Point localization data
<<<<

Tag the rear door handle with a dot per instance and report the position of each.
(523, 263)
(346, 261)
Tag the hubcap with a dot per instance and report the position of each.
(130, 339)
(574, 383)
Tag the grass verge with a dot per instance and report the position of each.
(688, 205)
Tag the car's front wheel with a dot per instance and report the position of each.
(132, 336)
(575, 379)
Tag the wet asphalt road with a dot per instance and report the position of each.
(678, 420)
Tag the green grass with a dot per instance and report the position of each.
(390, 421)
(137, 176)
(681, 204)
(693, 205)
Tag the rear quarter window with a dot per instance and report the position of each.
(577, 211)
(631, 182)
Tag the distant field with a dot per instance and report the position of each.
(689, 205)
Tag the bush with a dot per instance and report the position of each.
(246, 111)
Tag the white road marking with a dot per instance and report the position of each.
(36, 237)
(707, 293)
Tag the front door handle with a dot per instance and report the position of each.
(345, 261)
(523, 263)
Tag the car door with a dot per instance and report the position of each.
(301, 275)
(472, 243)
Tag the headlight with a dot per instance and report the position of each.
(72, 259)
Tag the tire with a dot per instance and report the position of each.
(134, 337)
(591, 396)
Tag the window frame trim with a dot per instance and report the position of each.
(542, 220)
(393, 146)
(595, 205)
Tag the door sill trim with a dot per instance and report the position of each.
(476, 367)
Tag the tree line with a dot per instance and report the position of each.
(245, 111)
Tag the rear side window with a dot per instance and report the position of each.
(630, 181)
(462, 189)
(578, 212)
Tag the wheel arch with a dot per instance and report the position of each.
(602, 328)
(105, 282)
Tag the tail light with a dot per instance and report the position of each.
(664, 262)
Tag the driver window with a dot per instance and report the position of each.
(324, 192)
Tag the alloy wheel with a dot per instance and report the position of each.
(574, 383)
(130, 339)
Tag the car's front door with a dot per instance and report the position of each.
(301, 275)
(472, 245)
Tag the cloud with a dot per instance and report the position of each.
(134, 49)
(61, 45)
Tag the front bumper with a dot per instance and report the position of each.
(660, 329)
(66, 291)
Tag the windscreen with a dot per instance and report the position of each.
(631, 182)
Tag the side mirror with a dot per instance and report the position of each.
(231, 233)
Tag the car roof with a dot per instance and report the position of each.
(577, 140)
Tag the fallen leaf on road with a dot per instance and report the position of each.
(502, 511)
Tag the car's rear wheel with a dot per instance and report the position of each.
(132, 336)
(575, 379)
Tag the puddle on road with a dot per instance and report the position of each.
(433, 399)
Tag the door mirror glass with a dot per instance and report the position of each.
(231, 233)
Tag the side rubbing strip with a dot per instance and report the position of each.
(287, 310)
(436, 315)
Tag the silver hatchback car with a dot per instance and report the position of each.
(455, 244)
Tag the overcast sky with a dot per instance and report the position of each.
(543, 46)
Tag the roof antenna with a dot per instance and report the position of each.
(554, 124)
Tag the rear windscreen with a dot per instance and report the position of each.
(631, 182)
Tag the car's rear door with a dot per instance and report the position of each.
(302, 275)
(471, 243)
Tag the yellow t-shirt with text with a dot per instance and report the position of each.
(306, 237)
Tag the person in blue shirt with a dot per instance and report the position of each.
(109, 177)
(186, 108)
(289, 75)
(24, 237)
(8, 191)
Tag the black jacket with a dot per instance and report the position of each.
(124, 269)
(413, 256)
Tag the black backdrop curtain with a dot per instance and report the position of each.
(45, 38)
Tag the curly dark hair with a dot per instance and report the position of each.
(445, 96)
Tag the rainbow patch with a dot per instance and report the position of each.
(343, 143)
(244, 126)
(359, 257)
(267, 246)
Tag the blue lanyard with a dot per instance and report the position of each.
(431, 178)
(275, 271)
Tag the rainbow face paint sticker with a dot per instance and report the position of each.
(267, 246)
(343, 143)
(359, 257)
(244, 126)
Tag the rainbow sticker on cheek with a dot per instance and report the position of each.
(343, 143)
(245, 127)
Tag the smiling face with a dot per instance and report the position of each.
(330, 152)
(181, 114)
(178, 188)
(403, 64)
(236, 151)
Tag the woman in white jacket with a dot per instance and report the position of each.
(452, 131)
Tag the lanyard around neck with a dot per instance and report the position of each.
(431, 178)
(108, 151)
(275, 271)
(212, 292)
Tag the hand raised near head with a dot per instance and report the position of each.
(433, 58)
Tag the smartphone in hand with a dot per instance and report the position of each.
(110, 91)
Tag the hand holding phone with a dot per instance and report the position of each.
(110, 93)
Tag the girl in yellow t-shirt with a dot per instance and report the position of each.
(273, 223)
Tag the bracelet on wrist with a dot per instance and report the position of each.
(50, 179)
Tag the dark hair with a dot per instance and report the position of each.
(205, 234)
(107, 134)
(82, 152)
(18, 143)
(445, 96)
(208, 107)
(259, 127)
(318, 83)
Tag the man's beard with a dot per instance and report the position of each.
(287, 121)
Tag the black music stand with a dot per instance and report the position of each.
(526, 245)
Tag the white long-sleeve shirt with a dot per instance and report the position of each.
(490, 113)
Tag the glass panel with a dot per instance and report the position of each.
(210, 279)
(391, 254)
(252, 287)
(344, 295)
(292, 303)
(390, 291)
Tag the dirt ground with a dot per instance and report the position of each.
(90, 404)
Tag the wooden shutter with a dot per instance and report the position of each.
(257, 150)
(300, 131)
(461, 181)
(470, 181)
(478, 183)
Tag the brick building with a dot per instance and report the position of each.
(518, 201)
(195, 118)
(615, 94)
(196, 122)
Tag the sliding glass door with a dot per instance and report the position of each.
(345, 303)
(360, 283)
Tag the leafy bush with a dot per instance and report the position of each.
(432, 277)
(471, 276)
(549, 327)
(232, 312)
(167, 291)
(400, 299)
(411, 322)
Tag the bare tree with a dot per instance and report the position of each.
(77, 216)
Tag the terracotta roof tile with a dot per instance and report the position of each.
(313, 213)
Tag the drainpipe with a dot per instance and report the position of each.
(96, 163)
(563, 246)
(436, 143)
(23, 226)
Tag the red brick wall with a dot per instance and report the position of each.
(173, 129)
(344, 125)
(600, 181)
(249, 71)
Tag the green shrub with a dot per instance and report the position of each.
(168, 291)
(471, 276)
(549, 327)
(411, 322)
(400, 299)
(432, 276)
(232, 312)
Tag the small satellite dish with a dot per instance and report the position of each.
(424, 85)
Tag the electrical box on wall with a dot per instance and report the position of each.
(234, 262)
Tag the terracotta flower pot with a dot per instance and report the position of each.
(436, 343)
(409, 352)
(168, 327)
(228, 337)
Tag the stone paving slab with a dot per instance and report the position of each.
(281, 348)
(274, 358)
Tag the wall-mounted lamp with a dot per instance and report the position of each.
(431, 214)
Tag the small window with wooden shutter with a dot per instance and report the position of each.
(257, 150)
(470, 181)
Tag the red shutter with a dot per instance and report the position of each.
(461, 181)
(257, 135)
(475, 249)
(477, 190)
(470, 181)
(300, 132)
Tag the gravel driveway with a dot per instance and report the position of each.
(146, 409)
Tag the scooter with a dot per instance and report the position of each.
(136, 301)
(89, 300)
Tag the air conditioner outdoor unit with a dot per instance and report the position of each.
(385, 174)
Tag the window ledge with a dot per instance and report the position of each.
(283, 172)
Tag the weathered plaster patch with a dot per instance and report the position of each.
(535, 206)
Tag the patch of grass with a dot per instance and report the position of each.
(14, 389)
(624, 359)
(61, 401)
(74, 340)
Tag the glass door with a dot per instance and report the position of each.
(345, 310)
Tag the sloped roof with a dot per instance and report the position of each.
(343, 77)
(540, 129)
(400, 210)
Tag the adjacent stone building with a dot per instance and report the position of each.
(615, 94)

>>>>

### [What the task asks]
Take the lines above and retype all of them exactly.

### [Task result]
Tag the rear door handle with a dot per instance and report the position of each.
(523, 263)
(346, 261)
Tag the hubcap with a dot per instance and report the position of each.
(130, 339)
(574, 383)
Tag the grass verge with a dot per instance and report the position of each.
(688, 205)
Tag the car's front wheel with a dot per instance and report the position of each.
(132, 336)
(575, 379)
Tag the wet asphalt road with a dot per instance and report the position of each.
(678, 420)
Tag the green grass with a dot per instance and report the position of each.
(390, 421)
(137, 176)
(681, 204)
(693, 205)
Tag the rear quarter window with a dot per instance and report the position of each.
(577, 211)
(631, 182)
Tag the distant field with a dot per instance and report the position of each.
(689, 205)
Tag the bush with a dot per instance and report the position of each.
(246, 111)
Tag the white road marking with a dot per instance and report the position of each.
(36, 237)
(707, 293)
Tag the front door handle with a dot per instance and report the position of each.
(345, 261)
(523, 263)
Tag the car door with a dot per instance and report the position of each.
(301, 275)
(472, 243)
Tag the headlight with a dot per instance and report the position of each.
(72, 259)
Tag the tire with a dot per instance and report the position of each.
(134, 337)
(591, 396)
Tag the window frame trim with a dot per instance and report the position of each.
(542, 220)
(393, 146)
(595, 205)
Tag the door sill trim with a dot per instance and report the position of each.
(476, 367)
Tag the tree line with a dot per instance and report the position of each.
(245, 111)
Tag the rear side window with a dot per instance and report the position of each.
(630, 181)
(462, 189)
(578, 212)
Tag the wheel arch with a dot per instance and report the position of each.
(602, 328)
(105, 282)
Tag the tail light with a dot per instance and report the position of each.
(664, 262)
Tag the driver window with a dot per instance and report the position of each.
(324, 192)
Tag the alloy wheel with a dot per instance and report the position of each.
(574, 383)
(130, 339)
Tag the car's front door with a dot per instance and report the position of each.
(301, 275)
(472, 245)
Tag the cloud with a dot per instance and report the position of each.
(134, 49)
(61, 45)
Tag the front bumper with a dot per instance and report the position of each.
(660, 329)
(66, 291)
Tag the windscreen with a dot per instance and report the position of each.
(631, 182)
Tag the side mirror with a dot per instance and report the position of each.
(231, 233)
Tag the car roof with a dot per instance and report the position of each.
(577, 140)
Tag the fallen leaf on road with a dot per instance and report the position of each.
(502, 511)
Tag the car's rear wheel with a dot per instance and report the position of each.
(132, 336)
(575, 379)
Tag the puddle on road with a dot per instance and report the position of each.
(433, 399)
Tag the door mirror glass with a dot per instance and report the position of each.
(231, 233)
Tag the side rubbing strip with a dot per instance and report the position of each.
(287, 310)
(436, 315)
Tag the silver hatchback car with a dot per instance and report the position of each.
(455, 244)
Tag the overcast sky with a dot per instance and report the position of each.
(543, 46)
Tag the roof antenna with a dot per instance and report the position of each.
(554, 124)
Tag the rear windscreen with a dot per instance and report the position of each.
(631, 182)
Tag the car's rear door with a dot per instance and report the position of each.
(302, 275)
(471, 243)
Tag the yellow t-shirt with text with a dot per instance and report the position of each.
(306, 237)
Tag the person in blue shirt with a dot per instance and report the position of each.
(109, 177)
(186, 108)
(289, 75)
(24, 237)
(8, 191)
Tag the black jacket with a dot per instance and report the position of each.
(124, 269)
(413, 256)
Tag the black backdrop curtain with a dot per instance and report the position of each.
(45, 38)
Tag the curly dark hair with a dot per instance and report the position of each.
(445, 96)
Tag the rainbow patch with a dot per instance and report the position of each.
(343, 143)
(244, 126)
(359, 257)
(267, 246)
Tag the blue lanyard with a dot per instance and report the position of each.
(431, 178)
(275, 271)
Tag the rainbow face paint sticker with a dot per instance and report the position of each.
(267, 246)
(343, 143)
(359, 257)
(244, 126)
Tag the rainbow sticker on cheek with a dot per instance and report the position of each.
(343, 143)
(245, 127)
Tag the smiling face with a dot per instance and report the position of each.
(330, 152)
(181, 114)
(178, 188)
(403, 64)
(236, 151)
Tag the woman in white jacket with a dot per instance and report the position of each.
(452, 131)
Tag the lanyard around neck with a dot per instance and report the position of each.
(431, 178)
(108, 151)
(275, 271)
(212, 292)
Tag the hand raised near head with a dot per instance and report the position of each.
(433, 58)
Tag the smartphone in hand with a dot per instance and report the position of each.
(110, 91)
Tag the hand holding phone with a dot per instance and report the position of each.
(110, 93)
Tag the girl in yellow t-shirt with a dot per instance and report the position of each.
(273, 223)
Tag the bracelet on wrist with a dot per instance and report the position of each.
(50, 179)
Tag the dark hair with a dot per instance and report the position of each.
(205, 234)
(107, 134)
(82, 152)
(18, 143)
(445, 96)
(208, 107)
(259, 127)
(318, 83)
Tag the man's beard with a dot per instance and report the position of each.
(287, 121)
Tag the black music stand with a dot per instance and report the position of each.
(526, 245)
Tag the white long-sleeve shirt with a dot per instance and report the position of each.
(490, 113)
Tag the glass panel with a dot per instance and report the position of each.
(210, 279)
(391, 254)
(252, 287)
(344, 295)
(292, 303)
(390, 291)
Tag the dirt ground with a dot per instance and report the position of each.
(90, 404)
Tag the wooden shutter with a dot per instance and report the position of each.
(257, 150)
(300, 131)
(461, 181)
(470, 181)
(478, 183)
Tag the brick building with a dot per instance and report the position of each.
(518, 201)
(195, 118)
(615, 94)
(196, 122)
Tag the sliding glass door with a dot per instance and report the position of each.
(345, 303)
(360, 283)
Tag the leafy bush with a dot per instance and report the position of each.
(432, 277)
(471, 276)
(549, 327)
(232, 312)
(167, 291)
(400, 299)
(411, 322)
Tag the bare tree with a dot per instance and report the position of each.
(77, 216)
Tag the terracotta roof tile with a dot per instance and report the position of each.
(313, 213)
Tag the drainpipe with a dot per instance and report the position of each.
(96, 163)
(563, 246)
(436, 143)
(23, 226)
Tag the red brick wall with a dot per instance and report the position of each.
(173, 129)
(344, 125)
(600, 181)
(249, 71)
Tag the green shrub with a dot per instance and report the position of each.
(168, 291)
(471, 276)
(549, 327)
(411, 322)
(400, 299)
(432, 276)
(232, 312)
Tag the small satellite dish with a dot per instance and report the position of each.
(424, 85)
Tag the electrical box on wall with a dot per instance and report the position of each.
(234, 262)
Tag the terracotta flower pot with a dot per instance and report the position of each.
(436, 343)
(409, 352)
(168, 327)
(228, 337)
Tag the stone paving slab with a dot per instance and report the position of each.
(281, 348)
(274, 358)
Tag the wall-mounted lamp with a dot per instance and report the position of each.
(431, 214)
Tag the small window with wooden shutter with a dot per instance and report the position of each.
(257, 150)
(470, 181)
Tag the red shutter with a dot per instance and report the position of each.
(461, 181)
(257, 135)
(475, 249)
(477, 190)
(470, 181)
(300, 132)
Tag the gravel driveway with a dot per instance and report the position of each.
(146, 409)
Tag the scooter with a dot per instance and report the position of each.
(136, 301)
(89, 300)
Tag the air conditioner outdoor unit with a dot per instance and report the position of each.
(385, 174)
Tag the window ledge with a dot per instance and report the position of each.
(283, 172)
Tag the weathered plaster patch with a dot per instance and report the position of each.
(535, 206)
Tag the patch of grass with a dot per instance and report the position of each.
(14, 389)
(624, 359)
(61, 401)
(74, 340)
Tag the glass door with a dot per instance and report the position of each.
(345, 310)
Tag the sloped roof with a dot per instance and report the position of each.
(343, 77)
(540, 129)
(400, 210)
Tag the adjacent stone building with a dot per instance and report the position of each.
(615, 94)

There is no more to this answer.